Samedi 31 octobre, une heure du matin. Le patrouilleur 101, de l’unité des gardes-côtes de Marmaris, dans le sud-ouest de la Turquie, file à fond de train sur une mer houleuse. Le commandement central, à Ankara, vient d’informer le personnel local de la présence d’embarcations de migrants en perdition au large de Kizilburun, une langue de terre turque inhabitée et inhospitalière proche de l’île grecque de Symi.
Après une petite heure de navigation, le puissant navire, qui peut pousser des pointes de vitesse à plus de 80 km/h, arrive sur les lieux. Les nouvelles sont bonnes : les migrants, répartis sur deux radeaux de sauvetage gonflables, sont parvenus à accoster sans dégâts sur des rochers. Un Zodiac part les récupérer, avec à son bord des agents en tenue antibactériologique, coronavirus oblige.

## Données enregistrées
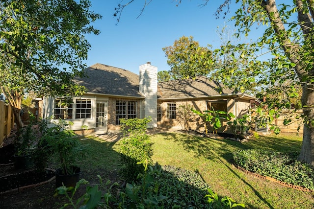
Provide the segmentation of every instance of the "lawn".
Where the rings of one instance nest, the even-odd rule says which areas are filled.
[[[248,142],[213,139],[178,134],[151,138],[153,160],[196,171],[221,196],[227,195],[252,209],[312,209],[314,193],[301,191],[261,180],[234,167],[232,153],[242,149],[299,151],[302,138],[295,135],[261,136]]]
[[[314,192],[298,191],[262,180],[232,165],[232,153],[236,150],[257,148],[299,151],[300,137],[261,136],[258,139],[243,143],[178,133],[156,134],[151,135],[150,139],[153,143],[155,163],[196,171],[220,197],[227,195],[238,203],[244,203],[246,208],[313,208]],[[80,163],[81,178],[92,185],[99,183],[97,175],[100,175],[105,182],[110,180],[121,183],[118,175],[119,143],[95,137],[80,141],[87,145],[86,157]],[[59,208],[66,200],[60,196],[53,196],[54,184],[52,182],[29,191],[3,195],[0,198],[0,208]],[[107,191],[105,186],[101,188],[104,192]],[[82,194],[84,190],[84,187],[81,188],[79,193]]]

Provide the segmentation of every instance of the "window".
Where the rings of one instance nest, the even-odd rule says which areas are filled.
[[[75,111],[75,118],[77,119],[90,118],[92,112],[92,100],[77,99]]]
[[[137,102],[117,101],[116,102],[116,125],[120,124],[120,118],[134,118],[137,117]]]
[[[177,104],[176,102],[167,102],[167,118],[177,118]]]
[[[72,101],[61,99],[54,99],[55,119],[72,119]]]
[[[136,117],[136,102],[128,102],[128,118]]]
[[[161,121],[161,105],[157,104],[157,122]]]

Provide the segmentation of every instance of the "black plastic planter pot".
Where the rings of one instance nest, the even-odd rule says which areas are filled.
[[[14,168],[17,170],[25,170],[34,167],[34,161],[31,156],[18,156],[14,155]]]
[[[61,175],[61,168],[55,171],[55,186],[57,188],[62,186],[62,183],[66,187],[75,186],[77,183],[79,181],[79,174],[81,172],[78,167],[74,166],[73,170],[74,171],[75,173],[69,175]]]

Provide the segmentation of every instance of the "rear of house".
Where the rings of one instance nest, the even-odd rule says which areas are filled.
[[[238,93],[206,76],[157,83],[157,67],[150,63],[139,66],[139,75],[119,68],[96,64],[86,69],[87,77],[75,82],[84,86],[81,97],[46,97],[42,101],[42,116],[71,121],[74,130],[89,129],[100,133],[119,130],[121,118],[150,117],[149,127],[183,128],[178,110],[190,105],[203,111],[232,112],[236,116],[247,113],[252,96]],[[189,118],[191,128],[204,130],[197,117]],[[227,128],[225,122],[222,131]]]

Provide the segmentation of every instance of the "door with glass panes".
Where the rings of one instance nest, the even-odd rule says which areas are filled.
[[[95,131],[107,131],[107,109],[108,102],[97,102]]]

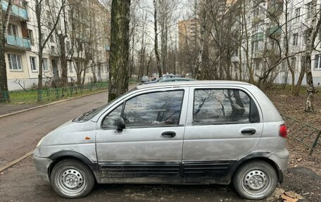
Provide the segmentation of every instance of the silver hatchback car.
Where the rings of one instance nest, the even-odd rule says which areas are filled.
[[[36,168],[66,198],[97,183],[234,184],[245,198],[283,181],[287,127],[256,86],[227,81],[140,85],[39,142]]]

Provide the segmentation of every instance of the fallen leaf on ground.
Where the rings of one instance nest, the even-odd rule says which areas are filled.
[[[289,197],[287,195],[285,195],[284,194],[281,195],[281,198],[282,198],[283,201],[284,201],[284,202],[296,202],[298,201],[298,198],[293,198]]]
[[[294,191],[287,191],[284,194],[287,196],[289,196],[291,198],[298,198],[298,199],[304,199],[304,198],[302,196],[295,193]]]

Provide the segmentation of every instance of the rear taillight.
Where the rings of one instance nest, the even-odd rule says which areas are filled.
[[[287,126],[285,124],[283,124],[279,126],[279,136],[281,136],[283,138],[287,138]]]

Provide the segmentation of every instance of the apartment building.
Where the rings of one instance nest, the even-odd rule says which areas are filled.
[[[318,2],[318,5],[320,3],[321,1]],[[250,61],[249,63],[255,74],[261,76],[281,58],[282,62],[270,72],[270,79],[276,83],[291,84],[291,75],[288,66],[289,65],[294,71],[296,83],[301,70],[302,51],[306,49],[306,27],[311,20],[311,1],[248,1],[246,6],[246,10],[248,11],[246,13],[246,18],[248,20],[247,33],[250,37],[244,38],[238,55],[235,56],[237,60],[234,61],[236,66],[239,65],[237,63],[242,61],[242,78],[248,79],[247,59]],[[321,33],[318,34],[315,42],[317,50],[311,56],[312,74],[316,86],[320,86],[321,83],[320,40]],[[249,44],[248,50],[244,49],[246,43]],[[289,60],[286,59],[287,44],[289,46]],[[237,72],[235,69],[234,77],[237,77]],[[254,78],[258,80],[258,77],[255,76]],[[306,84],[305,78],[302,84]]]
[[[41,68],[44,85],[47,87],[59,84],[63,53],[67,58],[69,82],[80,84],[108,79],[110,13],[96,0],[68,1],[68,5],[73,6],[64,7],[43,51]],[[3,10],[6,11],[8,2],[1,2]],[[5,53],[9,90],[37,88],[38,39],[42,37],[44,41],[50,35],[60,2],[42,3],[42,34],[39,36],[35,0],[12,1]],[[60,41],[63,34],[65,35],[63,43]]]

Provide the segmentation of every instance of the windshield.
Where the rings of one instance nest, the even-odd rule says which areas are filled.
[[[99,114],[100,112],[101,112],[104,108],[106,108],[107,106],[108,106],[109,105],[111,105],[113,103],[115,102],[115,101],[116,101],[117,99],[118,99],[120,97],[122,96],[125,96],[133,91],[135,91],[137,90],[137,88],[134,87],[132,89],[127,91],[126,93],[125,93],[124,94],[122,95],[120,95],[120,96],[114,99],[113,101],[103,105],[102,106],[98,108],[94,108],[87,113],[83,113],[81,116],[78,117],[78,118],[76,118],[75,119],[74,119],[74,121],[76,121],[76,122],[85,122],[85,121],[87,121],[87,120],[91,120],[92,118],[93,118],[95,115],[96,115],[97,114]]]

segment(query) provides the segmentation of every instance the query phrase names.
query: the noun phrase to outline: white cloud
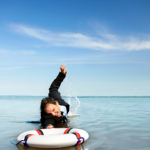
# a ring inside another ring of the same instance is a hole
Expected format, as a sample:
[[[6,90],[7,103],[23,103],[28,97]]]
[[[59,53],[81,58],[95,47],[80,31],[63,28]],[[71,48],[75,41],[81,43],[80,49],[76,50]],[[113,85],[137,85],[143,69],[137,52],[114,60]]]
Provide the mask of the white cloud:
[[[92,37],[81,33],[55,33],[20,24],[12,24],[11,28],[21,34],[47,42],[50,46],[124,51],[150,49],[150,38],[145,40],[130,36],[123,38],[109,33],[101,33],[100,37]]]
[[[17,70],[17,69],[22,69],[24,67],[5,67],[5,68],[0,68],[0,71],[13,71],[13,70]]]
[[[10,50],[4,50],[0,49],[1,55],[35,55],[37,54],[36,51],[10,51]]]

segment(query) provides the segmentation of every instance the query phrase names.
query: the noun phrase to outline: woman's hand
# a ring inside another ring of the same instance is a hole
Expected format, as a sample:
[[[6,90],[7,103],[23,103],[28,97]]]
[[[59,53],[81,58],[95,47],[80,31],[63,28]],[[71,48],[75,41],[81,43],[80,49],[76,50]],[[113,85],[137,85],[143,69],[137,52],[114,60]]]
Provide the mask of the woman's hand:
[[[65,65],[61,65],[61,66],[60,66],[60,70],[61,70],[61,72],[62,72],[64,75],[67,74],[67,71],[65,71],[65,68],[66,68]]]
[[[54,126],[53,125],[49,125],[46,129],[52,129],[52,128],[54,128]]]

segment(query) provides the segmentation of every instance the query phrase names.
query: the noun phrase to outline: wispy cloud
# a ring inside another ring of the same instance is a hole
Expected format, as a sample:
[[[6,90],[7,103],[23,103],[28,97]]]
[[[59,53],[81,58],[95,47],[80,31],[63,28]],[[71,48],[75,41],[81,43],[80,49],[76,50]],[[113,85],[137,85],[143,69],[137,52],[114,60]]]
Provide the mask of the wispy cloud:
[[[50,46],[124,51],[150,49],[149,36],[144,40],[131,36],[120,37],[109,33],[101,33],[100,37],[93,37],[82,33],[55,33],[21,24],[11,24],[10,26],[14,31],[42,40]]]
[[[37,54],[36,51],[10,51],[10,50],[4,50],[0,49],[1,55],[35,55]]]
[[[24,67],[5,67],[5,68],[0,68],[0,71],[13,71],[17,69],[22,69]]]

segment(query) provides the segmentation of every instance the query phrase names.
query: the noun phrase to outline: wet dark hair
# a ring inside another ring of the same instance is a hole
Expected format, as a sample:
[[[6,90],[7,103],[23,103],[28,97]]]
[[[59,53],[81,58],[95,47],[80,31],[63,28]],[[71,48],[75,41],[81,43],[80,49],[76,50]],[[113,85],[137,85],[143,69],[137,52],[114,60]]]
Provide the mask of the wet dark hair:
[[[45,107],[47,104],[56,105],[56,100],[52,97],[47,97],[47,98],[42,99],[41,100],[41,106],[40,106],[41,112],[45,112]]]

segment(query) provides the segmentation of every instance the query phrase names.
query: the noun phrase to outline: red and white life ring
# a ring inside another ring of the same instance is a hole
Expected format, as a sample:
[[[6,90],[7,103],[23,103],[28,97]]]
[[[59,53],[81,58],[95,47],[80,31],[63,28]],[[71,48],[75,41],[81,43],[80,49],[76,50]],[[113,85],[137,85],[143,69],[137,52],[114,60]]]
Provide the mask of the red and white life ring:
[[[37,129],[21,133],[17,140],[28,147],[60,148],[82,144],[89,134],[82,129]]]

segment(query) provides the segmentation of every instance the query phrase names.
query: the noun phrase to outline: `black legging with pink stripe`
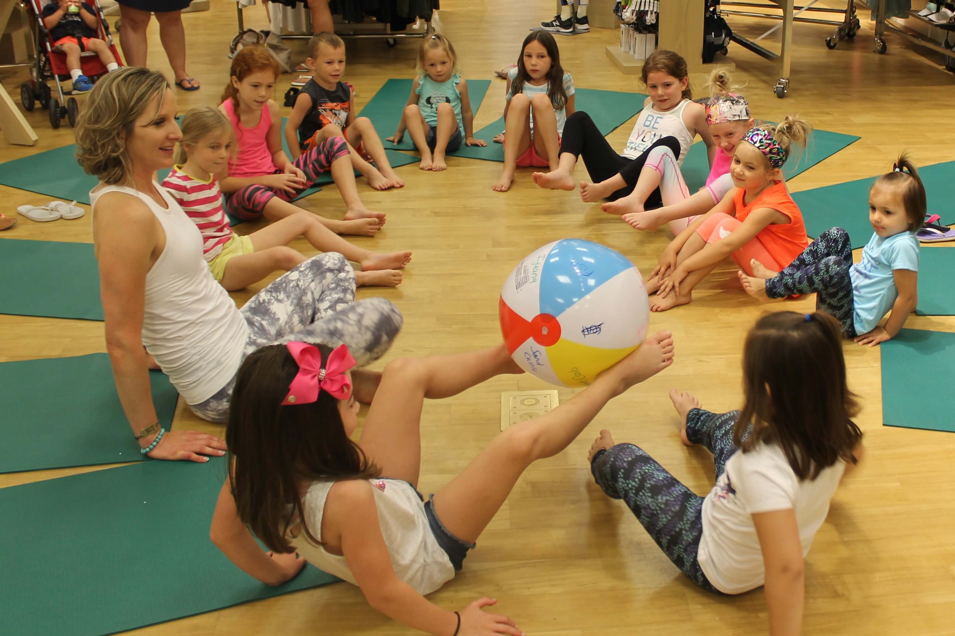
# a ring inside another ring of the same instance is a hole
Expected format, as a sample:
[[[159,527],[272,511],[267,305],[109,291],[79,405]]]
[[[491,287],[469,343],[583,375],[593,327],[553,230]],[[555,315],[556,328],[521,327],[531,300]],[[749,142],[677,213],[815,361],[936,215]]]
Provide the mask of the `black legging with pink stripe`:
[[[265,185],[246,185],[241,190],[225,195],[226,211],[244,221],[257,221],[265,209],[265,203],[272,197],[291,201],[310,188],[318,180],[318,176],[331,167],[331,162],[342,157],[348,159],[349,145],[345,138],[332,137],[292,161],[296,168],[305,173],[306,183],[289,194],[285,190],[275,190]],[[276,170],[275,174],[279,171]]]

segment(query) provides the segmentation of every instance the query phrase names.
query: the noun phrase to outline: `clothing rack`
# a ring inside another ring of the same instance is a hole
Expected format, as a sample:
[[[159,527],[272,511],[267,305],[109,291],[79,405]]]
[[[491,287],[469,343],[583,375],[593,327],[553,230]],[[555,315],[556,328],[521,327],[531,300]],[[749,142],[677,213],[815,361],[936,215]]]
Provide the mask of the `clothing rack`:
[[[819,0],[810,0],[806,5],[801,7],[796,7],[794,0],[773,0],[772,3],[766,2],[745,2],[743,0],[729,0],[720,3],[721,7],[743,7],[748,10],[752,9],[771,9],[774,11],[781,10],[780,13],[765,13],[757,12],[753,11],[723,11],[720,10],[720,13],[723,15],[745,15],[747,17],[757,17],[766,18],[769,20],[780,20],[781,24],[778,24],[765,33],[755,38],[754,40],[750,40],[742,35],[737,34],[733,32],[731,36],[731,40],[743,47],[747,51],[751,51],[760,57],[764,57],[768,60],[775,61],[779,69],[779,80],[774,85],[773,91],[775,95],[779,98],[785,97],[786,94],[789,92],[789,75],[792,68],[792,47],[793,47],[793,23],[794,22],[808,22],[811,24],[828,24],[835,26],[836,32],[830,37],[826,38],[826,46],[830,49],[835,49],[837,43],[845,38],[853,38],[856,33],[859,32],[860,23],[859,17],[856,15],[856,2],[855,0],[846,0],[846,7],[842,9],[827,9],[822,7],[814,7]],[[884,0],[881,0],[884,3]],[[839,13],[843,17],[841,20],[824,20],[820,18],[813,17],[803,17],[801,14],[805,11],[819,12],[819,13]],[[782,47],[778,53],[766,49],[762,45],[758,44],[759,40],[763,39],[767,35],[773,33],[778,29],[782,29]]]
[[[243,2],[236,2],[236,14],[239,24],[239,32],[245,31],[245,21],[243,17],[243,8],[244,6],[249,6],[249,4],[254,4],[254,0],[251,3],[244,5]],[[303,7],[303,11],[305,11]],[[340,16],[332,16],[340,17]],[[313,34],[311,20],[307,20],[308,27],[306,32],[303,33],[280,33],[280,37],[284,40],[308,40]],[[422,25],[423,28],[418,25]],[[338,29],[339,26],[350,27],[350,32],[343,32]],[[424,39],[429,37],[435,32],[434,28],[431,26],[431,20],[423,20],[417,18],[414,25],[410,29],[404,31],[392,31],[392,25],[385,24],[378,21],[371,22],[335,22],[335,34],[339,37],[350,38],[350,39],[384,39],[385,44],[389,48],[397,46],[399,39]]]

## Tâches à réaliser
(A) D'après l'extrait sur les gardes-côtes de Marmaris, quelle vitesse maximale le patrouilleur 101 peut-il atteindre ?
(B) Rédigez la suite du récit sur les gardes-côtes de Marmaris en reprenant après sa dernière phrase.

## Réponses dans l'ordre
(A) Plus de 80 km/h.

(B)
Transbordés sur le patrouilleur, les migrants sont installés sur le pont arrière, avec des couvertures et des plateaux-repas. Ils sont 18, des adultes à l’exception de deux enfants de trois et quatre ans, et de deux ados d’une quinzaine d’années. Des Syriens, hormis une famille palestinienne. Épuisés, apeurés, mais sains et saufs. « On a de la chance : d’habitude on récupère aussi des cadavres », commente un marin turc.
Les gardes-côtes embarquent aussi les radeaux gonflables orange fluo des migrants, dont ils pointent la marque : Lalizas, une entreprise grecque, basée au port du Pirée. Pour eux, cela ne fait pas de doute, il s’agit une fois encore d’un « pushback », d’un refoulement vers les eaux turques organisé par leurs homologues grecs. « Ils sont là, pas très loin, en train de nous observer. Notre radar a identifié un de leurs bateaux près d’ici », affirme un officier.